* **PASSAGE TO READ**

-------

A value of type CellGrid a
is a rectangular array
of values of type a.
{ rows : Basics.Int
, columns : Basics.Int
}
The size of a cell grid
{ row : Basics.Int
, column : Basics.Int
}
A position in a cell grid
empty : CellGrid a
The empty cell grid. Useful in conjunction with Maybe.withDefault
initialize : Dimensions -> (Basics.Int -> Basics.Int -> a) -> CellGrid a
Initialize a cell grid. initialize (Dimensions row column) f
creates a
cell grid of size (Dimensions row column)
with the element at (Position i j)
set to the result of f i j
.
import Array
grid1 : CellGrid Int
grid1 = CellGrid.initialize (Dimensions 2 2) (\i j -> i)
toLists grid1
--> [ [0,0]
--> , [1,1]
--> ]
CellGrid.initialize (Dimensions 2 3) (\i j -> toFloat (i + j))
--> CellGrid (Dimensions 2 3) (Array.fromList [ 0, 1, 2, 1, 2, 3 ])
repeat : Dimensions -> a -> CellGrid a
Fill a cell grid with a constant value
import Array
CellGrid.repeat (Dimensions 2 2) 42
--> CellGrid (Dimensions 2 2) (Array.fromList [ 42, 42, 42, 42 ])
fromList : Dimensions -> List a -> Maybe (CellGrid a)
Construct cell grid from a list of values. Grid construction fails when an amount of values incompatible with the dimensions is given.
import Array
fromList (Dimensions 2 2 ) [ 1.0, 2.0, 3.0, 4.0 ]
--> Just (CellGrid (Dimensions 2 2) (Array.fromList [1,2,3,4]))
fromList (Dimensions 2 2 ) [ 1.0, 2.0, 3.0, 4.0, 5.0 ]
--> Nothing
map : (a -> b) -> CellGrid a -> CellGrid b
Map a function over a cell grid.
grid : CellGrid Int
grid = CellGrid.incrementing (Dimensions 2 2)

-------

* **SUPPLIED INFORMATION**
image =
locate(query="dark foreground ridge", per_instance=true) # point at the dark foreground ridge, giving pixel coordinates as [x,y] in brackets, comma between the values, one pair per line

-------

* **EXERCISE INSTRUCTIONS**
A – Answer these questions using the CellGrid documentation:
(i) According to its description, what does `repeat` do?
(ii) What does `fromList (Dimensions 2 2 ) [ 1.0, 2.0, 3.0, 4.0, 5.0 ]` return?
(iii) What type signature is given for `map`?
B – Decide whether each statement agrees with the CellGrid documentation. Answer yes or no, and quote the words from the documentation that settle it.
(i) The empty cell grid is described as useful together with Maybe.withDefault.
(ii) `fromList` builds a grid from any number of values, whatever the dimensions.
(iii) With `initialize`, the element at (Position i j) is set to the result of f j i.
C – Pick up the CellGrid documentation after its last line and continue writing it.

* **EXPECTED RESULTS**
A –
(i) It fills a cell grid with a constant value.
(ii) Nothing
(iii) (a -> b) -> CellGrid a -> CellGrid b

B –
(i) Yes: "The empty cell grid. Useful in conjunction with Maybe.withDefault"
(ii) No: "Grid construction fails when an amount of values incompatible with the dimensions is given."
(iii) No: "set to the result of f i j"

C –
toLists grid
--> [ [0,1]
--> , [2,3]
--> ]
doubled : CellGrid Int
doubled = CellGrid.map (\v -> v * 2) grid
toLists doubled
--> [ [0,2]
--> , [4,6]
--> ]
indexedMap : (Basics.Int -> Basics.Int -> a -> b) -> CellGrid a -> CellGrid b
Transform a cell grid while having access to a cell's position
indexedMap (\i j value -> value + i * j) cellGrid
foldl : (a -> b -> b) -> b -> CellGrid a -> b
Fold a function of type a -> b -> b
over a CellGrid a
, associating to the left.
foldr : (a -> b -> b) -> b -> CellGrid a -> b
Fold a reducer a -> b -> b
over a CellGrid a
, associating to the right.
toList : CellGrid a -> List a
toList grid =
CellGrid.foldr (::) [] grid
transform : (Basics.Int -> Basics.Int -> CellGrid a -> b) -> CellGrid a -> CellGrid b
Modify a cell while having access to the full cell grid. The supplied cell grid is always the original input. Useful for simulations that need neighbor information, like Conway's game of life.
get : Position -> CellGrid a -> Maybe a
Get a value.
grid : CellGrid Int
grid = CellGrid.incrementing (Dimensions 2 2)
toLists grid
--> [ [0, 1]
--> , [2, 3]
--> ]
CellGrid.get (Position 1 1) grid
--> Just 3
set : Position -> a -> CellGrid a -> CellGrid a
Set a value.
grid : CellGrid Int
grid = CellGrid.repeat (Dimensions 2 2) 42
toLists grid
--> [ [42, 42]
--> , [42, 42]
--> ]
new : CellGrid Int
new = CellGrid.set (Position 1 1) 84 grid
toLists new
--> [ [42, 42]
--> , [42, 84]
--> ]
update : Position -> (a -> a) -> CellGrid a -> CellGrid a
Update a value.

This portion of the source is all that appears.